> _Dataset records_
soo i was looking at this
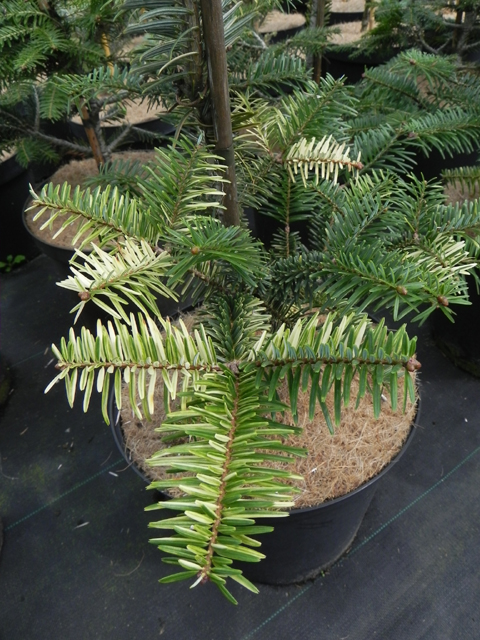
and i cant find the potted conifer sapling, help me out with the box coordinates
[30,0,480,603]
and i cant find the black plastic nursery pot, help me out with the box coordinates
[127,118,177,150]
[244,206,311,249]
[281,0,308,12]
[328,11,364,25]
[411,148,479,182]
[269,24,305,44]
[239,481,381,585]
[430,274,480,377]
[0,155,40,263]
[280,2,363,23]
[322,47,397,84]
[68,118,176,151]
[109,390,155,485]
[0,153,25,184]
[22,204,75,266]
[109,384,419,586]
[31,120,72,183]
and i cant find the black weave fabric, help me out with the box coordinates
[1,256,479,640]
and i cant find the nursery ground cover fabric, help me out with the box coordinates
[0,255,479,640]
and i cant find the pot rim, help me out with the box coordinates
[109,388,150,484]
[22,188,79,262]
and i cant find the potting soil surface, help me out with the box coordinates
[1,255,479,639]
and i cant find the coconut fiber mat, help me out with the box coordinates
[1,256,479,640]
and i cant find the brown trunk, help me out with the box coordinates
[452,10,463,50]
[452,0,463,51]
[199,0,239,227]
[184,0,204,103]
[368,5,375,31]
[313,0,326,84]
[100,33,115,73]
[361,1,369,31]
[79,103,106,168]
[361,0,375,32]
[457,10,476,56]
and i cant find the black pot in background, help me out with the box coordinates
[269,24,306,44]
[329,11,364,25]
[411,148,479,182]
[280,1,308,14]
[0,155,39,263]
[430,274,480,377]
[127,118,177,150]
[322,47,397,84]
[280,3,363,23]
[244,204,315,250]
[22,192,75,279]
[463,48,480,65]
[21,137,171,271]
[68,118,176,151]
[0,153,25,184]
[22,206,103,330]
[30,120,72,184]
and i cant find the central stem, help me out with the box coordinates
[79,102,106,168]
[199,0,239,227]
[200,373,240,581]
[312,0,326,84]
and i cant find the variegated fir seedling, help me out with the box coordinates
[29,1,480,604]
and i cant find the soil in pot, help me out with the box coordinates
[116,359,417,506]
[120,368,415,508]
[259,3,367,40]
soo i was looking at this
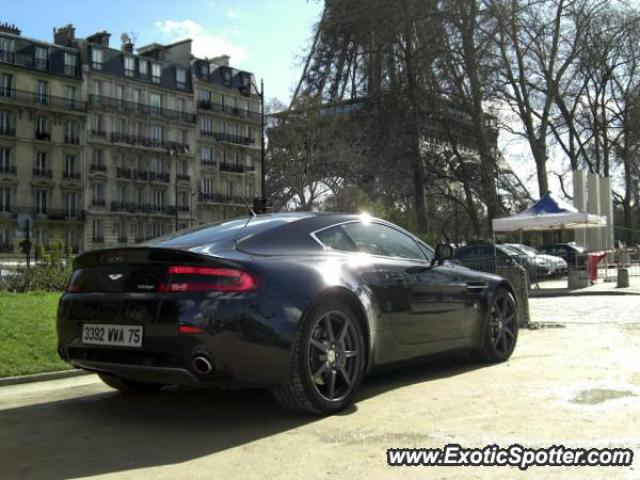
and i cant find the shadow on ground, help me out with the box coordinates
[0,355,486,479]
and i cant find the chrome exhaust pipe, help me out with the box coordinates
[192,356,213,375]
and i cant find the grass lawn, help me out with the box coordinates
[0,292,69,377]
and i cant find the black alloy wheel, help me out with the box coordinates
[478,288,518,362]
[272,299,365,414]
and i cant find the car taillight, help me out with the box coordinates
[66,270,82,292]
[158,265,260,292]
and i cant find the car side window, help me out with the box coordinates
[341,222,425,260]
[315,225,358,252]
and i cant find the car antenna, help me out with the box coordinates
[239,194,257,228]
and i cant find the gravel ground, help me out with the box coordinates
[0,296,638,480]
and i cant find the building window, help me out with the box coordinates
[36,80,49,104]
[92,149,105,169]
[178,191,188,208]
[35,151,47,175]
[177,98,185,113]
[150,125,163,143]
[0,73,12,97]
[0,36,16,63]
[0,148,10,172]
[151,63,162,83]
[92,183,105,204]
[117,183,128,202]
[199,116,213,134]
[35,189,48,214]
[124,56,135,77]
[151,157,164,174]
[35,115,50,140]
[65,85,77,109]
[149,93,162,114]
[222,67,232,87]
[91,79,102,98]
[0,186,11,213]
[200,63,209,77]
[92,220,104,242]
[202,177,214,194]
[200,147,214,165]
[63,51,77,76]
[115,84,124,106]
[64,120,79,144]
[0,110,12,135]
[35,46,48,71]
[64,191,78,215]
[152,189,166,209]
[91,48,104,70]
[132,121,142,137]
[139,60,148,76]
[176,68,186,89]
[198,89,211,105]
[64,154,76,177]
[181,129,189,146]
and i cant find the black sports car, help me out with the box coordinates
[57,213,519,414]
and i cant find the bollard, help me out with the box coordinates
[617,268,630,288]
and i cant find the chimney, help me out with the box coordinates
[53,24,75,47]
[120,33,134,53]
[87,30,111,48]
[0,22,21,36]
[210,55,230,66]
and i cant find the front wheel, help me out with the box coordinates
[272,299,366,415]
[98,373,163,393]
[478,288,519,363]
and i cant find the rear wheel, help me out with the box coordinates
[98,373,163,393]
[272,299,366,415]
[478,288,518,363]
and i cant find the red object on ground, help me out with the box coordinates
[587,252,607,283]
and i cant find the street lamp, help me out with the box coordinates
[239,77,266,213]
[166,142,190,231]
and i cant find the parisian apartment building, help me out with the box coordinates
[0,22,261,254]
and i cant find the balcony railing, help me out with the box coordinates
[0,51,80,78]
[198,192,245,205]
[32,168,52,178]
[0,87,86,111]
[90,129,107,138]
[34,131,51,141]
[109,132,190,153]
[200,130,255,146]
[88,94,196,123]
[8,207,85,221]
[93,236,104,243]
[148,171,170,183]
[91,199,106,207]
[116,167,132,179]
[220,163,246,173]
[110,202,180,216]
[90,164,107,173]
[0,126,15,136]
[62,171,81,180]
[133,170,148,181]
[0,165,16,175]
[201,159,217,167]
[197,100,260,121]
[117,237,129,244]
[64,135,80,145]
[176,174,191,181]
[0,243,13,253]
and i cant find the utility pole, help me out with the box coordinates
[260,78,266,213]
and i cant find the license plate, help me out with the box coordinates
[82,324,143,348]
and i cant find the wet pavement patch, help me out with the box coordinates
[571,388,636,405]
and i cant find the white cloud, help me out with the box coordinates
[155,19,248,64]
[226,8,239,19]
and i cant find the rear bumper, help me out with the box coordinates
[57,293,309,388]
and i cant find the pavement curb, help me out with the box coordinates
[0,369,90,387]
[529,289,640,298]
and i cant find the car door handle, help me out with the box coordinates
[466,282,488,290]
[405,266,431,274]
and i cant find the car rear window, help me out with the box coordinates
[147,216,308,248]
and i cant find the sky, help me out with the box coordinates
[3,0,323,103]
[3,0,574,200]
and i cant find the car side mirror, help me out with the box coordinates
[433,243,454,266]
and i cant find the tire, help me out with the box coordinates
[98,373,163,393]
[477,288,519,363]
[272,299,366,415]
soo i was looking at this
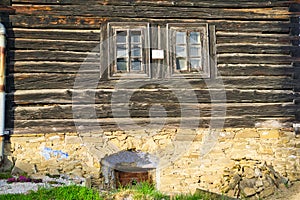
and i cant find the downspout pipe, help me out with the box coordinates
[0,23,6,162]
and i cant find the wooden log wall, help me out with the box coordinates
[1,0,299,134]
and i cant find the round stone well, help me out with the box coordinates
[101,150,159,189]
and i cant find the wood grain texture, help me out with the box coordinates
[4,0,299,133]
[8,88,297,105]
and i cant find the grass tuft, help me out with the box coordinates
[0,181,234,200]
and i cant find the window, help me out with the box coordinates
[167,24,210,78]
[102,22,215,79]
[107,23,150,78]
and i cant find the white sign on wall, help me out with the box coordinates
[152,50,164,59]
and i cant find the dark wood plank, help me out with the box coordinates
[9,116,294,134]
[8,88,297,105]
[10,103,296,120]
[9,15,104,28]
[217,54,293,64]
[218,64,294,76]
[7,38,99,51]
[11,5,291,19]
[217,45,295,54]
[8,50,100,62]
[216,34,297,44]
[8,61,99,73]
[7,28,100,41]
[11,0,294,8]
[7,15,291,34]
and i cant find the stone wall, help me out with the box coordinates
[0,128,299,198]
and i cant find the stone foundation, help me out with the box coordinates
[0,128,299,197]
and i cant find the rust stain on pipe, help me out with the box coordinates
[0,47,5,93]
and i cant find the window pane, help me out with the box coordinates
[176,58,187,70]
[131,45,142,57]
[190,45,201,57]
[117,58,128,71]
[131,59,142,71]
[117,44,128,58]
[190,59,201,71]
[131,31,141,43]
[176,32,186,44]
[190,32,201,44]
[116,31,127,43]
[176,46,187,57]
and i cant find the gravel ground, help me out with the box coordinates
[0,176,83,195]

> _WHAT THIS TASK INVOLVES_
Repeat the data exactly as written, but without the pictures.

> _TASK RESPONSE_
soo i was looking at this
and i cant find the potted conifer sapling, help me out with the box coordinates
[30,0,480,603]
and i cant find the black plastic nursery pot, help me out with the box coordinates
[127,118,177,150]
[244,206,311,249]
[281,0,308,12]
[328,11,364,25]
[411,148,479,182]
[269,24,305,44]
[239,481,381,585]
[430,274,480,377]
[0,155,40,263]
[280,2,363,23]
[322,47,397,84]
[68,118,176,151]
[109,390,155,485]
[0,153,25,184]
[22,204,75,266]
[109,384,419,586]
[31,120,72,183]
and i cant find the black weave fabric, help me out with the box coordinates
[1,256,479,640]
and i cant find the nursery ground cover fabric, help me out with the box coordinates
[0,255,479,640]
and i cant find the pot rim, help me out with the box coordinates
[109,388,150,484]
[22,188,79,262]
and i cant find the potting soil surface, help me out with the box coordinates
[1,255,479,639]
and i cant find the coconut fiber mat, help me out with the box coordinates
[1,256,479,640]
and i cant find the brown trunk, help me out with the box coordinates
[452,10,463,50]
[452,0,463,51]
[199,0,239,227]
[184,0,204,103]
[368,5,375,31]
[313,0,326,84]
[100,33,115,73]
[361,1,369,31]
[79,103,106,168]
[361,0,375,32]
[457,10,476,56]
and i cant find the black pot in background, help me out with the box coordinates
[269,24,306,44]
[329,11,364,25]
[411,148,479,182]
[280,1,308,14]
[0,155,39,263]
[430,274,480,377]
[127,118,177,150]
[322,47,397,84]
[280,3,363,23]
[244,204,315,250]
[22,192,75,279]
[463,48,480,65]
[21,137,171,271]
[68,118,176,151]
[0,153,25,184]
[22,206,103,330]
[30,120,72,184]
and i cant find the central stem, help me out with the box coordinates
[79,102,106,168]
[199,0,239,227]
[200,373,240,581]
[312,0,326,84]
and i cant find the variegated fir seedling, help me out with the box coordinates
[29,1,480,604]
and i cant find the soil in pot, help me out with the box coordinates
[116,359,417,506]
[120,368,415,508]
[259,3,367,40]
soo i was looking at this
and i cant find the shadow on ground, help me out with the box coordinates
[0,355,486,479]
and i cant find the chrome exhaust pipe, help me out with the box coordinates
[192,356,213,375]
and i cant find the grass lawn, help me out with the box coordinates
[0,292,69,377]
and i cant find the black alloy wheel, help me out with the box coordinates
[478,288,518,362]
[272,299,365,414]
and i cant find the car taillight, help me out with the box coordinates
[66,270,82,292]
[158,265,260,292]
and i cant find the car side window, help me out with the box coordinates
[341,222,425,260]
[315,225,358,252]
and i cant find the car antenna, help me out with the box coordinates
[239,194,257,228]
and i cant find the gravel ground, help me out with the box coordinates
[0,296,638,480]
and i cant find the building window, help me out with the box coordinates
[36,80,49,104]
[92,149,105,169]
[178,191,188,208]
[35,151,47,175]
[177,98,185,113]
[150,125,163,143]
[0,73,12,97]
[0,36,16,63]
[0,148,10,172]
[151,63,162,83]
[92,183,105,204]
[117,183,128,202]
[199,116,213,134]
[35,189,48,214]
[124,56,135,77]
[151,157,164,174]
[35,115,50,140]
[65,85,77,109]
[149,93,162,114]
[222,67,232,87]
[91,79,102,98]
[0,186,11,213]
[200,63,209,77]
[92,220,104,242]
[202,177,214,194]
[200,147,214,165]
[63,51,77,76]
[115,84,124,106]
[64,120,79,144]
[0,110,12,135]
[35,46,48,71]
[64,191,78,215]
[152,189,166,209]
[91,48,104,70]
[132,121,142,137]
[139,60,148,76]
[176,68,186,89]
[198,89,211,105]
[64,154,76,177]
[181,129,189,146]
and i cant find the black sports car, help me out with the box coordinates
[57,213,519,414]
and i cant find the bollard, help me out with the box coordinates
[617,268,630,288]
and i cant find the chimney, help me out with the box coordinates
[53,24,75,47]
[120,33,134,53]
[87,30,111,48]
[0,22,21,36]
[210,55,230,66]
and i cant find the front wheel, help me out with the box coordinates
[272,299,366,415]
[98,373,163,393]
[478,288,519,363]
and i cant find the rear wheel, help me out with the box coordinates
[98,373,163,393]
[272,299,366,415]
[478,288,518,363]
and i cant find the red object on ground, help me out with the box coordinates
[587,252,607,283]
and i cant find the street lamp, help me out with the box coordinates
[239,77,266,213]
[166,142,190,231]
and i cant find the parisian apartment building, help me out with the box coordinates
[0,22,261,254]
and i cant find the balcony railing, help me out with the box coordinates
[0,51,80,78]
[198,192,245,205]
[32,168,52,178]
[0,87,86,111]
[90,129,107,138]
[34,131,51,141]
[109,132,190,153]
[200,130,255,146]
[88,94,196,123]
[8,207,85,221]
[93,236,104,243]
[148,171,170,183]
[91,199,106,207]
[116,167,132,179]
[220,163,246,173]
[110,202,180,216]
[90,164,107,173]
[0,126,15,136]
[62,171,81,180]
[133,170,148,181]
[0,165,16,175]
[201,159,217,167]
[197,100,260,121]
[117,237,129,244]
[64,135,80,145]
[176,174,191,181]
[0,243,13,253]
and i cant find the utility pole, help me out with the box coordinates
[260,78,266,213]
and i cant find the license plate, help me out with the box coordinates
[82,324,143,348]
and i cant find the wet pavement patch, help me out with the box coordinates
[571,388,636,405]
and i cant find the white cloud, help me out with the box coordinates
[155,19,248,64]
[226,8,239,19]
and i cant find the rear bumper, help me out with the box coordinates
[57,293,309,388]
and i cant find the pavement curb, help me out with the box coordinates
[0,369,90,387]
[529,289,640,298]
and i cant find the car door handle, help me out with the box coordinates
[466,282,488,290]
[405,266,431,274]
and i cant find the car rear window, help me out with the box coordinates
[147,216,308,248]
and i cant find the sky, help me out with the box coordinates
[3,0,323,103]
[3,0,574,200]
and i cant find the car side mirror, help me out with the box coordinates
[433,243,454,266]
and i cant find the tire, help me out with the box coordinates
[98,373,163,393]
[477,288,519,363]
[272,299,366,415]
soo i was looking at this
and i cant find the downspout pipe, help me out with the box coordinates
[0,23,6,162]
and i cant find the wooden log wall, help me out with the box coordinates
[1,0,299,134]
and i cant find the round stone well, help me out with the box coordinates
[101,150,159,189]
and i cant find the wood grain texture, help me out with the box coordinates
[4,0,299,133]
[8,88,297,105]
and i cant find the grass tuft, help me out with the box coordinates
[0,181,234,200]
and i cant find the window, help me out with the box coordinates
[167,24,210,78]
[102,22,215,79]
[107,23,150,78]
and i cant find the white sign on wall, help me out with the box coordinates
[152,50,164,59]
and i cant find the dark wood plank, help me out with the box coordinates
[9,116,294,134]
[8,88,297,105]
[10,103,296,120]
[9,15,104,28]
[217,54,293,64]
[218,64,294,76]
[7,38,99,51]
[11,5,291,19]
[217,45,295,54]
[8,50,100,62]
[216,34,297,44]
[8,61,99,73]
[7,28,100,41]
[11,0,294,8]
[7,15,291,34]
and i cant find the stone wall, help me out with the box coordinates
[0,128,299,198]
and i cant find the stone foundation, help me out with the box coordinates
[0,128,299,197]
and i cant find the rust stain on pipe, help me out with the box coordinates
[0,47,5,93]
and i cant find the window pane, help me out with the box coordinates
[176,58,187,70]
[131,45,142,57]
[190,45,201,57]
[117,58,128,71]
[131,59,142,71]
[117,44,128,58]
[190,59,201,71]
[131,31,141,43]
[176,32,186,44]
[190,32,201,44]
[116,31,127,43]
[176,46,187,57]
and i cant find the gravel ground, help me out with the box coordinates
[0,176,83,195]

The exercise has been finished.